- [Selected excerpt]
## BEGIN
Ok, I think I have come a little further.
When dovecot stops accepting connections, I checked netstat and found this:
[root@hosting1 ~]# netstat -an | grep 993
tcp 0 0 0.0.0.0:993 0.0.0.0:* LISTEN
tcp 0 0 65.39.x.x:993 184.101.x.x:36351 SYN_RECV
tcp 0 0 65.39.x.x:993 107.212.x.x:51487 SYN_RECV
tcp 0 0 65.39.x.x:993 107.212.x.x:51488 SYN_RECV
tcp 0 0 65.39.x.x:993 184.101.x.x:44650 SYN_RECV
This told me it wasn’t too many connections causing dovecot to be unresponsive. So then I tried via telnet.
Dovecot seems to accept connections but then just sits there and does nothing. I used the appropriate commands to try and initiate a login but nothing happens. Typing any commands at all produce no response from dovecot.
## END
- [Data listing]
## BEGIN
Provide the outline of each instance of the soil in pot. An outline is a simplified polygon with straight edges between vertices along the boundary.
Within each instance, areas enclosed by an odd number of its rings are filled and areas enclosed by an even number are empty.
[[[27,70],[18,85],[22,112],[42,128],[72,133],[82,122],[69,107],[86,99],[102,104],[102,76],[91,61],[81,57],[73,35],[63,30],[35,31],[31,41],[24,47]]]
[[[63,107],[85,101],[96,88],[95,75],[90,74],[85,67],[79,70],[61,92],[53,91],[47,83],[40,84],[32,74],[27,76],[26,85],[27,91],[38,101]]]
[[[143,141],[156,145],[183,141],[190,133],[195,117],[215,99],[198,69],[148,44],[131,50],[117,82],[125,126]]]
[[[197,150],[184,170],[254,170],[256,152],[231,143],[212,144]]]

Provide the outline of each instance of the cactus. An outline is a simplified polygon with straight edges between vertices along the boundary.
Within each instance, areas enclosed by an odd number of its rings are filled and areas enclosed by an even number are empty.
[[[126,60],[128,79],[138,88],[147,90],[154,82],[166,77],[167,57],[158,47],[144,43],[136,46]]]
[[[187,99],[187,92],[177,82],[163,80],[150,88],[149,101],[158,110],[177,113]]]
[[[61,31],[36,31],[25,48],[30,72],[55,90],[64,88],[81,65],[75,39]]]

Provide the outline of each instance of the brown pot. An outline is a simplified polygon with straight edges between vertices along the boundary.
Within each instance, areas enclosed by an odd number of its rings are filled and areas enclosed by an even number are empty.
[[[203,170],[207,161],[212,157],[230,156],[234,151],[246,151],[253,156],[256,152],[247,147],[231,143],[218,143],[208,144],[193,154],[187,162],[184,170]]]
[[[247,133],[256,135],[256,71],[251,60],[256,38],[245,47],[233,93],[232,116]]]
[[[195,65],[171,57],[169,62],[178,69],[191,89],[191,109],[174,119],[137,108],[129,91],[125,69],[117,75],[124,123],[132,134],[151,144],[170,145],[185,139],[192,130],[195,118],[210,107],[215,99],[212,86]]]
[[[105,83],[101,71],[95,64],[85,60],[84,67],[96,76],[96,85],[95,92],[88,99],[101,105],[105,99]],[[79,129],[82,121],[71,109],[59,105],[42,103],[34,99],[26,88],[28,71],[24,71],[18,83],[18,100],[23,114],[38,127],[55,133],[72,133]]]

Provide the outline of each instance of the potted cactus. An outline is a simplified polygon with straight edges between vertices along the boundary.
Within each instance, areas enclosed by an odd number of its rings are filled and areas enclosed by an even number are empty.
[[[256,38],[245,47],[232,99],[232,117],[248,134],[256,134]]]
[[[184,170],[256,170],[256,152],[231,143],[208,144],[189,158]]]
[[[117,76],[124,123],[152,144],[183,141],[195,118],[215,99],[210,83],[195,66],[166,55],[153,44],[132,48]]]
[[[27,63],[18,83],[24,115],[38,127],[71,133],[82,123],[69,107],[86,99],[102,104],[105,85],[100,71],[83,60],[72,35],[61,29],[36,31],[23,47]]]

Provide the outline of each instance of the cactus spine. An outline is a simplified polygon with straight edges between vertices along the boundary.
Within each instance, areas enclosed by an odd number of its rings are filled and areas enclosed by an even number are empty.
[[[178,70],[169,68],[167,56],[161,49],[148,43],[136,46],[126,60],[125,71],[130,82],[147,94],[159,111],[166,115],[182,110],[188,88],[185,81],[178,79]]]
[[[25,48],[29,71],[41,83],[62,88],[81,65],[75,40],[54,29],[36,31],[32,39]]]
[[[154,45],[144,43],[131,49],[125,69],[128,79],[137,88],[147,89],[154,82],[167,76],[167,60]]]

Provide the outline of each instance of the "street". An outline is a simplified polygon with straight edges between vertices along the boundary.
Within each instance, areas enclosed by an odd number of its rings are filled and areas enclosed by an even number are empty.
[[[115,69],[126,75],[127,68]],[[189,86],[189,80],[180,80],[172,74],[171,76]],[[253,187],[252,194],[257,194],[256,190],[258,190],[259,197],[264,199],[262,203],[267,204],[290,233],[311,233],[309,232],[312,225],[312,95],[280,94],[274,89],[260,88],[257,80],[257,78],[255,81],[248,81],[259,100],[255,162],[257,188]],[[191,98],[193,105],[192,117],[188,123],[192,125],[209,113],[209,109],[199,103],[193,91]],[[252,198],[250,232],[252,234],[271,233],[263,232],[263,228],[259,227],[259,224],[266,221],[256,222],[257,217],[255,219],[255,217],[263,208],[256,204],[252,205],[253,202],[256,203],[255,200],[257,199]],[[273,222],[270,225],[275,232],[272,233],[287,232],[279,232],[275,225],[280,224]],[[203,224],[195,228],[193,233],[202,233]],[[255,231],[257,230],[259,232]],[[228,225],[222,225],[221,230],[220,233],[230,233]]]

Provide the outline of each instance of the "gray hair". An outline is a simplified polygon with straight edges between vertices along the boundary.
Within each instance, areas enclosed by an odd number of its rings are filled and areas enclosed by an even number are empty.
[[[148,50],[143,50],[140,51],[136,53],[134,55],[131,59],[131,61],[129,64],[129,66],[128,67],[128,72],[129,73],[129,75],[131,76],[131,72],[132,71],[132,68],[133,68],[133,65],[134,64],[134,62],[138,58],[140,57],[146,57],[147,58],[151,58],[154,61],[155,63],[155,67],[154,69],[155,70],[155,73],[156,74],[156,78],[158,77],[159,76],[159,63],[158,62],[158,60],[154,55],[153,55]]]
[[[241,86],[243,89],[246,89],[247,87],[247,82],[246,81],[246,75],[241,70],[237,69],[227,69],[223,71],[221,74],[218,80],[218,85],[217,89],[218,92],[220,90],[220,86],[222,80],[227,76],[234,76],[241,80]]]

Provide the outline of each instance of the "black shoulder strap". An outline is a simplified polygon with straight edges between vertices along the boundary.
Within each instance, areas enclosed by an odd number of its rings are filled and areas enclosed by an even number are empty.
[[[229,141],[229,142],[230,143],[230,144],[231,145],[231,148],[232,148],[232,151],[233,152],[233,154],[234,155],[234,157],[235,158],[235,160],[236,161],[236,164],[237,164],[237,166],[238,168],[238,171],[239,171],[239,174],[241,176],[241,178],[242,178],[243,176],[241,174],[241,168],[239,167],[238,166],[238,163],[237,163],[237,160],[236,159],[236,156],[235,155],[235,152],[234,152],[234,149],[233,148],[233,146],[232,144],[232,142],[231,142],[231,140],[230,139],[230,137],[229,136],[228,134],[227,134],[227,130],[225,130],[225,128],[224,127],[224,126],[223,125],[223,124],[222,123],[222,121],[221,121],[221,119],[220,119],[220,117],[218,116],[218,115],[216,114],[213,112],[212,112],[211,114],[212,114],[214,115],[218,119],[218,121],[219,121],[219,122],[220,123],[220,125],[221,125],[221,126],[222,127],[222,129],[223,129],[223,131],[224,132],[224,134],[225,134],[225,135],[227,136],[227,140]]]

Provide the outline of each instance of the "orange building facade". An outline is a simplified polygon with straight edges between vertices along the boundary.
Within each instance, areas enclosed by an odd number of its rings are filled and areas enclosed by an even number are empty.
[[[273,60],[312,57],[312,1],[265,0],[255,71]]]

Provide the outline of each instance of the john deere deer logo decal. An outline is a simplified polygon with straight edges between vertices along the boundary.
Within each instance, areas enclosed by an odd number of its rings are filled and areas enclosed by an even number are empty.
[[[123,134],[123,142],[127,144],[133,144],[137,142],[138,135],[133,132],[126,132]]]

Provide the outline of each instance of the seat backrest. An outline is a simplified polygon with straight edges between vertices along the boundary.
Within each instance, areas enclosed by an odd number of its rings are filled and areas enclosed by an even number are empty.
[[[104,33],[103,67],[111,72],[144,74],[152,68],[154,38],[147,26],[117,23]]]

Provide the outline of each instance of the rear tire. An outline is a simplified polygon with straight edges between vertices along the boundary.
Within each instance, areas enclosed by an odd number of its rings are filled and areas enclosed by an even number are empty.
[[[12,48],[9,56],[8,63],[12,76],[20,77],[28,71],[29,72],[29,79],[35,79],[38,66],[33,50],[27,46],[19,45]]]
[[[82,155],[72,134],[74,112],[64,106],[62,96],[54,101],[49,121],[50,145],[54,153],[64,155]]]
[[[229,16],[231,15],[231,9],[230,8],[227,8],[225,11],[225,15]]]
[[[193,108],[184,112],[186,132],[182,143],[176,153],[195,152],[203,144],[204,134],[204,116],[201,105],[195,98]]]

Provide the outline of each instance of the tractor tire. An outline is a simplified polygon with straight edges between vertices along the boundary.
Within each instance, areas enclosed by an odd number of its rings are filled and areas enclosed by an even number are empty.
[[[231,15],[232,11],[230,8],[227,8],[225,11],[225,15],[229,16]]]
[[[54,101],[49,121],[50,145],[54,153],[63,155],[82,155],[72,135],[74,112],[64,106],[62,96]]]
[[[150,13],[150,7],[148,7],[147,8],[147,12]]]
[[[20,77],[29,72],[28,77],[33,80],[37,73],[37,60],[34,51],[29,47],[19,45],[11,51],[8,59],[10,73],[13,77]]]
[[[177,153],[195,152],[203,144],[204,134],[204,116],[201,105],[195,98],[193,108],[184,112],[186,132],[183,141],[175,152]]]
## END
- [What is asked]
- a) For each statement, say whether it agrees with the dovecot troubleshooting post, and answer yes or no with the deciding words of the post quoted exactly. (i) The netstat output shows port 993 in the LISTEN state. (ii) The writer concluded that too many connections were making dovecot unresponsive. (iii) Commands typed over telnet got no response from dovecot.
- b) Swap "telnet" for "openssl s_client" in the dovecot troubleshooting post, and write out the passage between "Ok, I think" and "response from dovecot.", inclusive.
- c) Carry on with the dovecot troubleshooting post, writing the next part after its last sentence.

- [Responses in order]
- a)
(i) Yes: "tcp 0 0 0.0.0.0:993 0.0.0.0:* LISTEN"
(ii) No: "This told me it wasn’t too many connections causing dovecot to be unresponsive."
(iii) Yes: "Typing any commands at all produce no response from dovecot."

- b)
Ok, I think I have come a little further.
When dovecot stops accepting connections, I checked netstat and found this:
[root@hosting1 ~]# netstat -an | grep 993
tcp 0 0 0.0.0.0:993 0.0.0.0:* LISTEN
tcp 0 0 65.39.x.x:993 184.101.x.x:36351 SYN_RECV
tcp 0 0 65.39.x.x:993 107.212.x.x:51487 SYN_RECV
tcp 0 0 65.39.x.x:993 107.212.x.x:51488 SYN_RECV
tcp 0 0 65.39.x.x:993 184.101.x.x:44650 SYN_RECV
This told me it wasn’t too many connections causing dovecot to be unresponsive. So then I tried via openssl s_client.
Dovecot seems to accept connections but then just sits there and does nothing. I used the appropriate commands to try and initiate a login but nothing happens. Typing any commands at all produce no response from dovecot.

- c)
I then do a “service dovecot restart” and then telnet again and get this:
- OK [CAPABILITY IMAP4rev1 LITERAL+ SASL-IR LOGIN-REFERRALS ID ENABLE IDLE STARTTLS AUTH=PLAIN AUTH=LOGIN] Dovecot ready.
To me this suggests that dovecot is jammed up somehow.
I then check in /var/log/maillog and it shows no dovecot entries to indicate a connection.
I look in /etc/dovecot and see a dozen conf file. Without reading all the docs, is there any one in particular I can find the verbose logging?
What else can I check? Everything was fine until just a couple days ago.
This is a SERIOUS issue as I discovered it can be the root cause of a server going down.
In my config I use z-push with apache to do active sync with my iPhone.
The iPhone connects via z-push/apache and then to dovecot. The connection is stale so eventually with the phone continuously trying to connect and z-push can’t connect to dovecot, the apache processes eat all the RAM until processes crash from no memory.
Any help at this point is appreciated.
Thanks, Steffan Cline steffan@hldns.com 602-793–0014
On 7/28/15, 3:21 PM, "dovecot on behalf of Steffan Cline"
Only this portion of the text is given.